## [TASK TO CARRY OUT]
Please rewrite these lines with "window pane" changed to "glass pane" and everything else kept the same, leaving out the pictures.
══════
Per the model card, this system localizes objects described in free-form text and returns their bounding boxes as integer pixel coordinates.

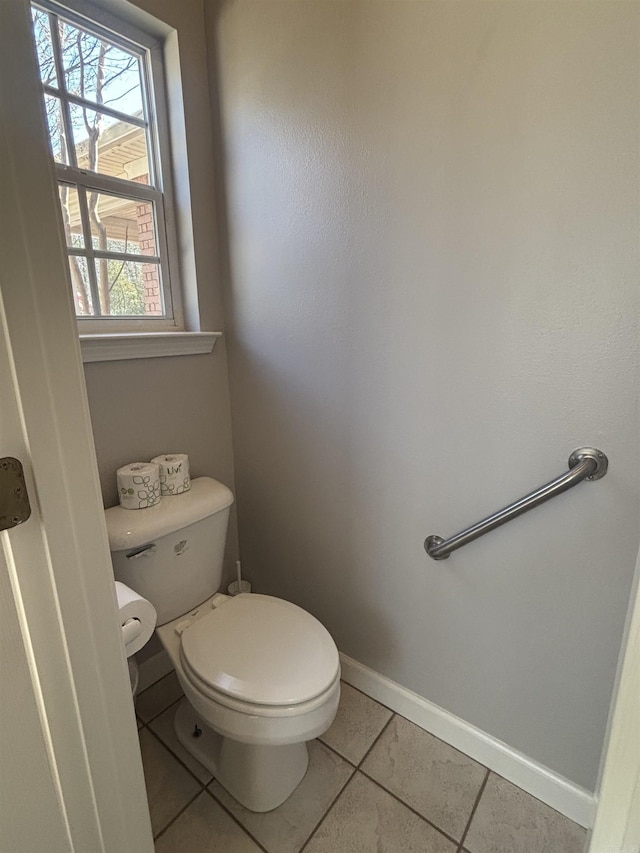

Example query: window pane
[87,191,158,255]
[95,258,164,317]
[60,21,143,116]
[70,104,149,184]
[58,184,84,249]
[31,8,58,88]
[44,95,69,166]
[69,255,94,317]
══════
## [RESULT OF THE EXERCISE]
Per the model card, this system localizes objects described in free-form text and returns their bounding boxes as integer pixel coordinates.


Example query: glass pane
[87,191,158,255]
[95,258,164,317]
[60,21,143,116]
[70,104,149,184]
[58,184,84,249]
[31,8,58,88]
[44,95,69,166]
[69,255,94,317]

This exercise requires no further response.